EXCERPT TO READ:

__________________________________________________

The White Conduit House was a building in Islington, London. From the late 17th century, it was a leisure resort away from the city centre. It was demolished in 1849.

==History==
There were springs and conduit-heads in the area in the medieval period. A conduit house on the site originally supplied water to Greyfriars Monastery at Newgate. From the 1400s, it also supplied water for a Carthusian priory. It was repaired by Thomas Sutton, founder in 1611 of the London Charterhouse on the site of the priory, to which it supplied water until about 1654, when water was taken from the New River.

From the late 17th century, the site was a leisure resort away from the city centre. In 1754, the White Conduit House was advertised as having for its fresh attractions a long walk, a circular fish-pond, a number of pleasant shady arbours, hot loaves and butter, coffee, tea, and other liquors, unadulterated cream, and a handsome long room, with "copious prospects, and airy situation".

__________________________________________________

SOURCE DATA:
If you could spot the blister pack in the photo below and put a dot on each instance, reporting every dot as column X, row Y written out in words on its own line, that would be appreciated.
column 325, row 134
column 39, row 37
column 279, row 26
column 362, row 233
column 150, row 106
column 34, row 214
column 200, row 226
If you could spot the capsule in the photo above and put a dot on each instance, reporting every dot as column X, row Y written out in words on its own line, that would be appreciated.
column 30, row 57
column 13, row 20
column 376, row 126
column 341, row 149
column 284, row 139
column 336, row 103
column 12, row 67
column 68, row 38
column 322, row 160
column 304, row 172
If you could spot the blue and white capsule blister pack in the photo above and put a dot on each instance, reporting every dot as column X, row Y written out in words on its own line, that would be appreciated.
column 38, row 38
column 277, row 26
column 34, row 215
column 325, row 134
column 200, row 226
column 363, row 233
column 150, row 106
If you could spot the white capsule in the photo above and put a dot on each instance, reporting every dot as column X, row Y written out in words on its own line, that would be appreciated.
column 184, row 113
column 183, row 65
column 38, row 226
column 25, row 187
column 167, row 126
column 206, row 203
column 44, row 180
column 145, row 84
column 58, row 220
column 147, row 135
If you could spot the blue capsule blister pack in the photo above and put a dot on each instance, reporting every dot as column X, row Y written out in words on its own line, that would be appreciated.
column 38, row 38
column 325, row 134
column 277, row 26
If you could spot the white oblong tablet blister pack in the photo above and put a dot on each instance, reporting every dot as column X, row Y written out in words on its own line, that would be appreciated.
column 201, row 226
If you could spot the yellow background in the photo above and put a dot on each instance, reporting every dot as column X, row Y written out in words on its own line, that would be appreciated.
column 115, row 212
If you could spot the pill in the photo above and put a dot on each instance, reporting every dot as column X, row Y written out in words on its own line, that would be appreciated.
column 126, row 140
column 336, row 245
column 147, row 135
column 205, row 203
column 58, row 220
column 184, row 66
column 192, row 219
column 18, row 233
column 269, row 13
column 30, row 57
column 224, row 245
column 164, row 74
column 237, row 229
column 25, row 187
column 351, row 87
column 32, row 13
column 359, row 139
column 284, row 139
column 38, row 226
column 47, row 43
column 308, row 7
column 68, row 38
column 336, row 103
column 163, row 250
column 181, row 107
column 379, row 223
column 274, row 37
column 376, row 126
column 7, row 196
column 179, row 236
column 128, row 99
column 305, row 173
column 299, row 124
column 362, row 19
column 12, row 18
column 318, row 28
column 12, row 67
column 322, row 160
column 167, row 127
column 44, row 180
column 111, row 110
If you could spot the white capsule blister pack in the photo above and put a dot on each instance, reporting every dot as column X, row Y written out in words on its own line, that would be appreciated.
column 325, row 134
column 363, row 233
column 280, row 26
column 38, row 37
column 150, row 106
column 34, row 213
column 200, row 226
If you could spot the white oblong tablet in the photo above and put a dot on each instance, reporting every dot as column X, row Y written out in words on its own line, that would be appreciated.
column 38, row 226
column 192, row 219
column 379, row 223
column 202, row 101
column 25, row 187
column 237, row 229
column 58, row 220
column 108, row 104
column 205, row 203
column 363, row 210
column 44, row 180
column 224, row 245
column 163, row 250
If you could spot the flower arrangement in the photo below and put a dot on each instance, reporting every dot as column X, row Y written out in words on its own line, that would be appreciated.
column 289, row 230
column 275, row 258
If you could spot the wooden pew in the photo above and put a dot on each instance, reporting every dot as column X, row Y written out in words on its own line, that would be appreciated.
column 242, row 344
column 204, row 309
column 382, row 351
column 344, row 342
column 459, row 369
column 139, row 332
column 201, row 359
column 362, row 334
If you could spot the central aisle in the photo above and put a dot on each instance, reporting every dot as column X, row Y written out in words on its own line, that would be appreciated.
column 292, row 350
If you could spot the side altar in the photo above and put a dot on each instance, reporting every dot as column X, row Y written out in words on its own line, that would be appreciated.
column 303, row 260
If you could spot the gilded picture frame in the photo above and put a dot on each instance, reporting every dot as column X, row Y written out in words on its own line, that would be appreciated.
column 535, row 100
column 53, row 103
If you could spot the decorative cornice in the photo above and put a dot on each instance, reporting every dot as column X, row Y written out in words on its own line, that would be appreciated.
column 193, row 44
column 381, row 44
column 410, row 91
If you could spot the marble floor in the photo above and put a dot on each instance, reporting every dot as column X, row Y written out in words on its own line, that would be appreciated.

__________________________________________________

WHAT THIS EXERCISE ASKS:
**1)** Translate this sentence from the passage on the White Conduit House into Spanish: "A conduit house on the site originally supplied water to Greyfriars Monastery at Newgate."
**2)** Carry on the passage on the White Conduit House from the end of its last sentence.
The data has no connection to the text on the White Conduit House.

EXERCISE ANSWERS:
**1)** Una casa de conducción de aguas situada en ese lugar abastecía originalmente de agua al monasterio de Greyfriars, en Newgate.

**2)**
Cricket was played on a nearby field, White Conduit Fields; a club was formed here, the White Conduit Club, that eventually became Marylebone Cricket Club.

The house was rebuilt in 1828, the new building containing a ballroom. By 1833, the area was regarded as less respectable than formerly. The building was demolished in 1849; a pub now stands on the site, at the corner of Barnsbury Road and Dewey Road.